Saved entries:
________________________
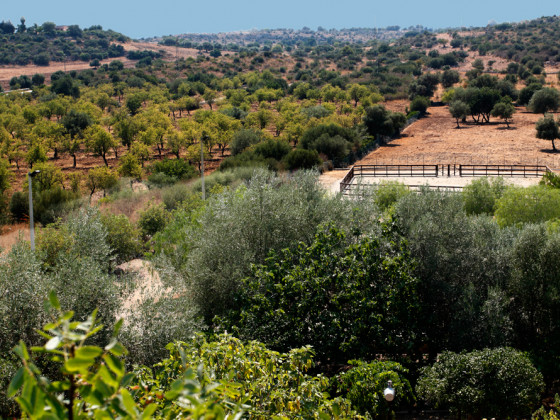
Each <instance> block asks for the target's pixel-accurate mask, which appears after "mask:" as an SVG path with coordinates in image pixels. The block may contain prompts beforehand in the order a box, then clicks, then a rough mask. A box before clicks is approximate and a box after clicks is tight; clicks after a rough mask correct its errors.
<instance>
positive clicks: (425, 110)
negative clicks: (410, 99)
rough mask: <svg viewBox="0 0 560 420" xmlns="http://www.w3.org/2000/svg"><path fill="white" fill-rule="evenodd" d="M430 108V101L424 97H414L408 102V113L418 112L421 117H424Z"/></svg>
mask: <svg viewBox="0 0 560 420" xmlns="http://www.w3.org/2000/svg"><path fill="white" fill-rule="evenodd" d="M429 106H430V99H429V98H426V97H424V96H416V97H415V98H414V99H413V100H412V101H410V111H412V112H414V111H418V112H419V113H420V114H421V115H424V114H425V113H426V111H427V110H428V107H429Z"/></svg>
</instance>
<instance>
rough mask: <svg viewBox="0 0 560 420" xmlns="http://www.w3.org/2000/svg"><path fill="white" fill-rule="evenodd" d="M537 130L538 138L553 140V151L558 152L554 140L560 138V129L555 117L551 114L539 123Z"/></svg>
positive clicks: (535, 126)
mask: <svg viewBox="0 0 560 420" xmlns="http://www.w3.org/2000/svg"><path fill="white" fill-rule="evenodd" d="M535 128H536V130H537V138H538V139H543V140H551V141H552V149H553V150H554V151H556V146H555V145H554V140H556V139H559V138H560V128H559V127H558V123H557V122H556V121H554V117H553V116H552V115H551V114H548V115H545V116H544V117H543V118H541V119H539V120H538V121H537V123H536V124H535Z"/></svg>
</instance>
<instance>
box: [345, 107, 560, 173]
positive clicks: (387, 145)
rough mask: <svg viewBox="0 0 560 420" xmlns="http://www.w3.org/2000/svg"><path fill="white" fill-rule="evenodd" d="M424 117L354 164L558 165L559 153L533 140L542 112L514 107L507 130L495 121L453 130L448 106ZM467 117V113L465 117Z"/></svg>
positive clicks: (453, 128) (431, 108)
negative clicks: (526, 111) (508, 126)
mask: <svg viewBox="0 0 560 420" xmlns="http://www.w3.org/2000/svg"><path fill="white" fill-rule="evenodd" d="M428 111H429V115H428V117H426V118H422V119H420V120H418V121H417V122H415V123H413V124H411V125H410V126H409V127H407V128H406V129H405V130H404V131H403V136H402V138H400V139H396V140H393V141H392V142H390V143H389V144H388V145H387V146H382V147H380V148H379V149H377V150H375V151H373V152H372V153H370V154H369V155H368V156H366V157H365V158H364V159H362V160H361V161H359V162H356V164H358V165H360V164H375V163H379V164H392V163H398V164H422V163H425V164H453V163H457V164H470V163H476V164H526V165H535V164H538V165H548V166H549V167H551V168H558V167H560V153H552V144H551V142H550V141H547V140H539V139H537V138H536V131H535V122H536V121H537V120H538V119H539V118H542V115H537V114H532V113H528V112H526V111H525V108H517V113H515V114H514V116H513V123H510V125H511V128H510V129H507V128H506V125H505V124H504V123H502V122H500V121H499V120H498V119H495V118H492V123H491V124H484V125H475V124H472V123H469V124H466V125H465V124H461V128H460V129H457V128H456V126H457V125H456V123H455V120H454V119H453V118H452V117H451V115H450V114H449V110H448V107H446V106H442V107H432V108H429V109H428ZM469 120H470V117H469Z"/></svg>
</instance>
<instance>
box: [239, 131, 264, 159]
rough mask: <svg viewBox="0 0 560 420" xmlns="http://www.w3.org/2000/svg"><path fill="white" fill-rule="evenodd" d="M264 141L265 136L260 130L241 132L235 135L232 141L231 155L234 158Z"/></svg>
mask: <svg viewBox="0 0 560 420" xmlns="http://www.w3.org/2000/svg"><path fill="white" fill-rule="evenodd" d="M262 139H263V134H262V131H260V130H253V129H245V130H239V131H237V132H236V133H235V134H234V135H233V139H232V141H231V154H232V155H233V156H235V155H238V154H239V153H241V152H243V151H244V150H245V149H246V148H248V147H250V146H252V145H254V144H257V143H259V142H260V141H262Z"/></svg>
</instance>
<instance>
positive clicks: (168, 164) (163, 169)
________________________
--- ABOUT THIS EXERCISE ---
Could you write out the records again exactly, without any of their pictures?

--- YOUR RESPONSE ---
Each <instance> block asks for the target's pixel-accurate mask, which appears after "mask:" as an SVG path with coordinates in image pixels. The block may contain prompts beforehand in the order a box, then clicks, then a rough mask. A box before clicks is approximate and a box after clicks is tight; clicks after a rough mask correct its errors.
<instance>
positive clicks: (425, 110)
negative clicks: (410, 99)
rough mask: <svg viewBox="0 0 560 420" xmlns="http://www.w3.org/2000/svg"><path fill="white" fill-rule="evenodd" d="M430 108V101L424 97H414L408 102V113L418 112L421 117H424Z"/></svg>
mask: <svg viewBox="0 0 560 420" xmlns="http://www.w3.org/2000/svg"><path fill="white" fill-rule="evenodd" d="M429 106H430V99H429V98H426V97H424V96H416V97H415V98H414V99H413V100H412V101H410V111H412V112H414V111H418V112H419V113H420V114H421V115H424V114H425V113H426V111H427V110H428V107H429Z"/></svg>
</instance>
<instance>
rough mask: <svg viewBox="0 0 560 420" xmlns="http://www.w3.org/2000/svg"><path fill="white" fill-rule="evenodd" d="M537 130L538 138L553 140V151L558 152L554 140L560 138V129L555 117L551 114L539 123Z"/></svg>
positive clicks: (535, 126)
mask: <svg viewBox="0 0 560 420" xmlns="http://www.w3.org/2000/svg"><path fill="white" fill-rule="evenodd" d="M535 128H536V130H537V138H538V139H543V140H551V141H552V149H553V150H554V151H556V146H555V145H554V140H556V139H559V138H560V128H559V127H558V123H557V122H556V121H554V117H553V116H552V115H551V114H548V115H545V116H544V117H543V118H541V119H539V120H538V121H537V123H536V124H535Z"/></svg>
</instance>
<instance>
box: [345, 107, 560, 173]
positive clicks: (387, 145)
rough mask: <svg viewBox="0 0 560 420" xmlns="http://www.w3.org/2000/svg"><path fill="white" fill-rule="evenodd" d="M424 117L354 164L558 165L559 153L533 140L542 112L514 107L507 130L495 121L453 130L448 106ZM467 117V113L465 117Z"/></svg>
positive clicks: (453, 128) (431, 108)
negative clicks: (526, 111) (508, 126)
mask: <svg viewBox="0 0 560 420" xmlns="http://www.w3.org/2000/svg"><path fill="white" fill-rule="evenodd" d="M428 111H429V115H428V117H426V118H422V119H420V120H418V121H417V122H415V123H413V124H411V125H410V126H409V127H407V128H406V129H405V130H404V131H403V136H402V138H400V139H396V140H393V141H392V142H390V143H389V144H388V145H387V146H382V147H380V148H379V149H377V150H375V151H373V152H372V153H370V154H369V155H368V156H366V157H365V158H364V159H362V160H361V161H359V162H356V164H358V165H360V164H375V163H379V164H392V163H398V164H422V163H425V164H453V163H457V164H470V163H476V164H526V165H535V164H538V165H548V166H549V167H551V168H558V167H560V153H552V144H551V142H550V141H547V140H539V139H537V138H536V131H535V122H536V121H537V120H538V119H539V118H542V115H537V114H532V113H528V112H526V111H525V108H517V113H515V114H514V116H513V123H510V125H511V128H510V129H507V128H506V125H505V124H504V123H502V122H500V121H499V120H498V119H495V118H492V123H491V124H484V125H475V124H472V123H469V124H466V125H465V124H461V128H460V129H457V128H456V126H457V125H456V123H455V120H454V119H453V118H452V117H451V115H450V114H449V110H448V107H446V106H442V107H432V108H429V109H428ZM469 120H470V117H469Z"/></svg>
</instance>
<instance>
box: [239, 131, 264, 159]
rough mask: <svg viewBox="0 0 560 420" xmlns="http://www.w3.org/2000/svg"><path fill="white" fill-rule="evenodd" d="M264 141L265 136L260 130L241 132L235 135L232 141L231 155L234 158Z"/></svg>
mask: <svg viewBox="0 0 560 420" xmlns="http://www.w3.org/2000/svg"><path fill="white" fill-rule="evenodd" d="M262 139H263V134H262V131H260V130H253V129H245V130H239V131H237V132H236V133H235V134H234V135H233V139H232V141H231V154H232V155H233V156H235V155H238V154H239V153H241V152H243V151H244V150H245V149H246V148H248V147H250V146H252V145H254V144H257V143H259V142H260V141H262Z"/></svg>
</instance>
<instance>
positive clicks: (168, 164) (163, 169)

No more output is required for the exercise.